● **Exercise**: Reproduce the stretch from "This Blue no" through "circular firing squad." in the discussion below about voting Blue no matter who.

Personally, I think all the “Blue no matter who” talk is a complete waste.
First, it’s completely speculative that Bloomberg will win. Based on what? A couple looks that he came in second on, far behind Sanders, I might add.
Second, it does NOT convince people on the sidelines to vote Blue no matter who”. In fact, I would say it has just the opposite effect. People do not like it when pundits and other “omniscient geniuses” tell them how they “must” vote. It smacks of hubris to the high heavens and is extremely undemocratic.
This Blue no matter who ” stuff is enough to give one the blues.
A couple POLLS
Not “looks”
Right now, we are applying the expression “Blue no matter who” to Bloomberg, but in the past, we have used it, perhaps less vehemently, to discourage a repeat of 2016 where we lost because people stayed home (one of many reasons). We now know how incompetent and corrupt Trump is. To stay home because our “favorite son” doesn’t win the nomination would be more than shooting ourselves in the foot. Heck, we would be forming a circular firing squad.
True enough, but telling people they must vote Blue no matter who,” is surely not the way to convince them.
As I said, it is far more likely to have the opposite effect.
And it really is a complete waste of time to be speculating about a Bloomberg win of the nomination at this point.
In fact, I d have to call it what it is: dumb
One of things that got Trump elected was the smug “you are not smart enough to decide whom to vote for so I am going to tell you” attitude displayed by so many media pundits and others.
And the media pundits (some of the dumbest people on the planet, at Fox, MSNBC, CNN, NpR, NY Tiimes , Washington Post,etc)are all hard at work telling us again whom to vote for (often couched in “who is most electable” bs based on idiotic polls)
It it did not have such serious ramifications, it would’ve hilarious.
Dumb and dumber: Sean Enmity, Rachel Madcow, Chris Hachoos, Upchuck Todd, etc, etc
And then of course, we have Thomas Treedman at the Ny Times, who is always good for a few laughs (like a cat up a tree who can’t get down)

● **Raw data**:

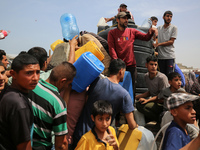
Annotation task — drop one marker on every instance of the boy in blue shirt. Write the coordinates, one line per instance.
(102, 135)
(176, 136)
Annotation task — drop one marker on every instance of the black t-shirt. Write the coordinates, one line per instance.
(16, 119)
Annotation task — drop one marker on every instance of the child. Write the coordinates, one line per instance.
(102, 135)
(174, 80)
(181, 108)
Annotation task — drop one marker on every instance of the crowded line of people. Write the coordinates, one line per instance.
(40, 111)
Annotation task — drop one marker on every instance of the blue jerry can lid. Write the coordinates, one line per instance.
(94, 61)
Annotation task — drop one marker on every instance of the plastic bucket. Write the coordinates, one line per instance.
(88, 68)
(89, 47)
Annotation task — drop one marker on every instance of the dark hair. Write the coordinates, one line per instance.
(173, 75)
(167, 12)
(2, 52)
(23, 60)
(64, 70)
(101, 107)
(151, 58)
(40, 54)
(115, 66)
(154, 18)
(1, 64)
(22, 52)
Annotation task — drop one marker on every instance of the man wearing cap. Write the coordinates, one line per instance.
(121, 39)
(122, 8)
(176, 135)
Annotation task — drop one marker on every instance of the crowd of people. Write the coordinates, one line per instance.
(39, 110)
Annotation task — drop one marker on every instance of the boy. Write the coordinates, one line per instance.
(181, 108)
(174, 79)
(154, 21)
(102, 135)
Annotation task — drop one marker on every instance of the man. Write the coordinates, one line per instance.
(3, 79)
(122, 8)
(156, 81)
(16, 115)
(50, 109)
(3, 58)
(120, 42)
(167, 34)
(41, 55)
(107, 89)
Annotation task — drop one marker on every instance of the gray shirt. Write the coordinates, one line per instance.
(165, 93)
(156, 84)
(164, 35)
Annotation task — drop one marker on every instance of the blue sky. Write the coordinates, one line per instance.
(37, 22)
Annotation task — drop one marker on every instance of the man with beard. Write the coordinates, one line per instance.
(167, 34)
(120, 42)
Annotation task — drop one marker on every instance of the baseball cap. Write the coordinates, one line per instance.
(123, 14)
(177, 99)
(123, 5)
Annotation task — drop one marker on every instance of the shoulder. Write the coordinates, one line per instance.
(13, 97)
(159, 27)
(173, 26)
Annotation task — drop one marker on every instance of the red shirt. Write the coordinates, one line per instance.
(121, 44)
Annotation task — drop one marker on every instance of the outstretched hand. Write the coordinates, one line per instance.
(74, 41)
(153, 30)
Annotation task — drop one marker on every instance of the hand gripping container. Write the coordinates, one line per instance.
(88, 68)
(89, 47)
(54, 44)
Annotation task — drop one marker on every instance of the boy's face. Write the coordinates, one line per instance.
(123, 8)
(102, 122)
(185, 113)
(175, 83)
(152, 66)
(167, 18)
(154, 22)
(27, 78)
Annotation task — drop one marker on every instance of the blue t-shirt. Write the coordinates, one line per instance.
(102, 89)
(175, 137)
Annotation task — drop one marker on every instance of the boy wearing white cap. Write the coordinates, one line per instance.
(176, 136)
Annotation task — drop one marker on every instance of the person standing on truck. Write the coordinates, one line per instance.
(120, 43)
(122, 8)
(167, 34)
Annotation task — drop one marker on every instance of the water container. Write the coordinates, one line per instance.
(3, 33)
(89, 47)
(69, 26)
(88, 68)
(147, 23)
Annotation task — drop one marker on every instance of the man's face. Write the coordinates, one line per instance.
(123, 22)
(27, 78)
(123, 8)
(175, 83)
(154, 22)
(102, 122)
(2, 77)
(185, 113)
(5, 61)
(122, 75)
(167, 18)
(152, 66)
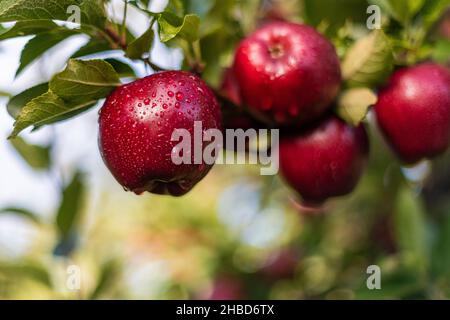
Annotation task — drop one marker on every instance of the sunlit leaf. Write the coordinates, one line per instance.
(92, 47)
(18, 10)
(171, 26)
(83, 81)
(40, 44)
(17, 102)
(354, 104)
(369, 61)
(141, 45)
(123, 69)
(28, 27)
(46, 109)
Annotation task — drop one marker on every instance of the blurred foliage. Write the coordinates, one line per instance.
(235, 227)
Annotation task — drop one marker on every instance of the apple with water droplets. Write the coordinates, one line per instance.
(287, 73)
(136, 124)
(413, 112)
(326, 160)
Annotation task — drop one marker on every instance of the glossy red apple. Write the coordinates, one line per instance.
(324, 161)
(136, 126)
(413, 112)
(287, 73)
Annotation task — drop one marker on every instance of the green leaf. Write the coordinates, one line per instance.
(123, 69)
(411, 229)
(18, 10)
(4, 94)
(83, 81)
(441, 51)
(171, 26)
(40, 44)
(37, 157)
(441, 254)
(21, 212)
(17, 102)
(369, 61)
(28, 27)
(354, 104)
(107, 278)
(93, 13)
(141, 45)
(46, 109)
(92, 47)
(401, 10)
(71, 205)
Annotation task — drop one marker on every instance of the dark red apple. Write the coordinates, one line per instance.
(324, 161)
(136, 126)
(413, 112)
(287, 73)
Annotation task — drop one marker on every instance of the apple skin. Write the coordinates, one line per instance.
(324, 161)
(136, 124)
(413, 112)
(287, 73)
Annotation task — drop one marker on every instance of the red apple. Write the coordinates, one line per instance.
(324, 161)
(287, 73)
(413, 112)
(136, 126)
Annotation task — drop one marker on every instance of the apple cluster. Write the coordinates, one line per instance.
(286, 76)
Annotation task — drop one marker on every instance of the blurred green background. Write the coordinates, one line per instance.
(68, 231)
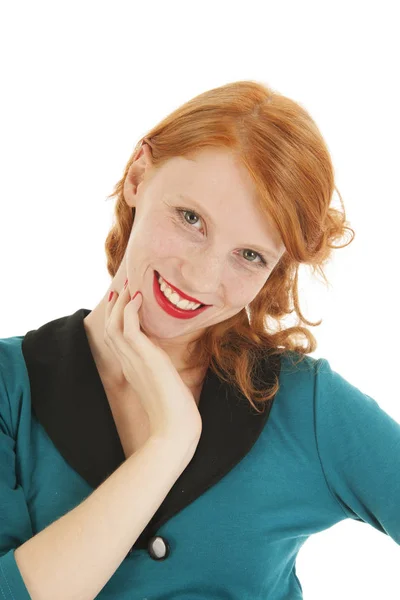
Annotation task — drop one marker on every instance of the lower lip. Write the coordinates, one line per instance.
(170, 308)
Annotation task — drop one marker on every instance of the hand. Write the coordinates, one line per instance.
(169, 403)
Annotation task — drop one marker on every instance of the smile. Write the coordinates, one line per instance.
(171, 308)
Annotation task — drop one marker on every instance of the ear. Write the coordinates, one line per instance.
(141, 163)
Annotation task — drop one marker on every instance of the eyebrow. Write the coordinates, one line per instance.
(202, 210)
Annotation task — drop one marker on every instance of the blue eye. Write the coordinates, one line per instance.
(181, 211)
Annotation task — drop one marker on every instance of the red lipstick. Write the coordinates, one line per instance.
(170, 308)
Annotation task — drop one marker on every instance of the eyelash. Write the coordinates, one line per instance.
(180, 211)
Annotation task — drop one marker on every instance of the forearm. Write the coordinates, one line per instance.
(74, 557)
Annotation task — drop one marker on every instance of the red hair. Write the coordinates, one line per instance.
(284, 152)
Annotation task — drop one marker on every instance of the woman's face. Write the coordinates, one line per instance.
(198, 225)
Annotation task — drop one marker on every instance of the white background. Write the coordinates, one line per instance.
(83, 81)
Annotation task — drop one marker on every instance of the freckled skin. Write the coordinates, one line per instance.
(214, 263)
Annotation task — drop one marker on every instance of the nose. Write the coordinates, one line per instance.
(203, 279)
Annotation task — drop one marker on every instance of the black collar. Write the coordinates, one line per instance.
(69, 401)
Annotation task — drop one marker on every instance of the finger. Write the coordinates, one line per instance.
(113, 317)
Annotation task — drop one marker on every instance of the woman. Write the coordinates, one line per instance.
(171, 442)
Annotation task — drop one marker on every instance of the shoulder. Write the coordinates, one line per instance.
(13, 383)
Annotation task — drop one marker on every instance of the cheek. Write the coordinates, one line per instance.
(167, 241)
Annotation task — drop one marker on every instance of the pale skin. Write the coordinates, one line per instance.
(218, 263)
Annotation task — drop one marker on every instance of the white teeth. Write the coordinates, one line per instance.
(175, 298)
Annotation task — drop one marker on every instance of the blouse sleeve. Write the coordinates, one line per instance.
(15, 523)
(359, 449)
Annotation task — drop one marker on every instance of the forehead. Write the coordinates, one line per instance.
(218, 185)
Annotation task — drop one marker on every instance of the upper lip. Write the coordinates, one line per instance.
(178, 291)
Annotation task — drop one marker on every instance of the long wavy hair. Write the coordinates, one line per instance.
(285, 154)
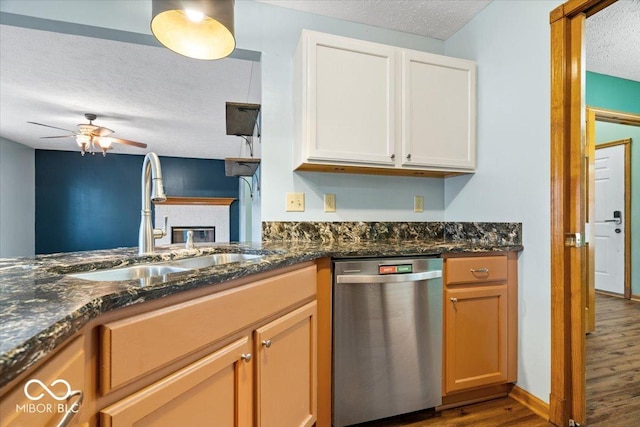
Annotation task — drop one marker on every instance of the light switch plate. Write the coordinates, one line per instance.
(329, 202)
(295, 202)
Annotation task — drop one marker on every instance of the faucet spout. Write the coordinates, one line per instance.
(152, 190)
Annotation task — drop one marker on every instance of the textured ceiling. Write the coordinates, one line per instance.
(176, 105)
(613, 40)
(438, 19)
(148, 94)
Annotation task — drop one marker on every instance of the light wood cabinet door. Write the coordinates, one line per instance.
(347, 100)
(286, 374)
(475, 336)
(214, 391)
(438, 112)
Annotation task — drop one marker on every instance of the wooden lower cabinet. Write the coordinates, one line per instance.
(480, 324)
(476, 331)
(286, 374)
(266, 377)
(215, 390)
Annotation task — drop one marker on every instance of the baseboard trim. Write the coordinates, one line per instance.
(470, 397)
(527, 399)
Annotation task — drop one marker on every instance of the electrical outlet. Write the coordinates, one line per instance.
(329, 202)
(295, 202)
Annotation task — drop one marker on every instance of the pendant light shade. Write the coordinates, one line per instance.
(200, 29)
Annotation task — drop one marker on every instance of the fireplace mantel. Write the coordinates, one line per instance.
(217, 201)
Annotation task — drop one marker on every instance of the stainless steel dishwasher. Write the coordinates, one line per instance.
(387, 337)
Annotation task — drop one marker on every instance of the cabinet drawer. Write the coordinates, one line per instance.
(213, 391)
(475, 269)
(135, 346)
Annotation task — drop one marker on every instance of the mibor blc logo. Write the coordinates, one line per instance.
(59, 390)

● **Final result**:
This Blue no matter who ” stuff is enough to give one the blues.
A couple POLLS
Not “looks”
Right now, we are applying the expression “Blue no matter who” to Bloomberg, but in the past, we have used it, perhaps less vehemently, to discourage a repeat of 2016 where we lost because people stayed home (one of many reasons). We now know how incompetent and corrupt Trump is. To stay home because our “favorite son” doesn’t win the nomination would be more than shooting ourselves in the foot. Heck, we would be forming a circular firing squad.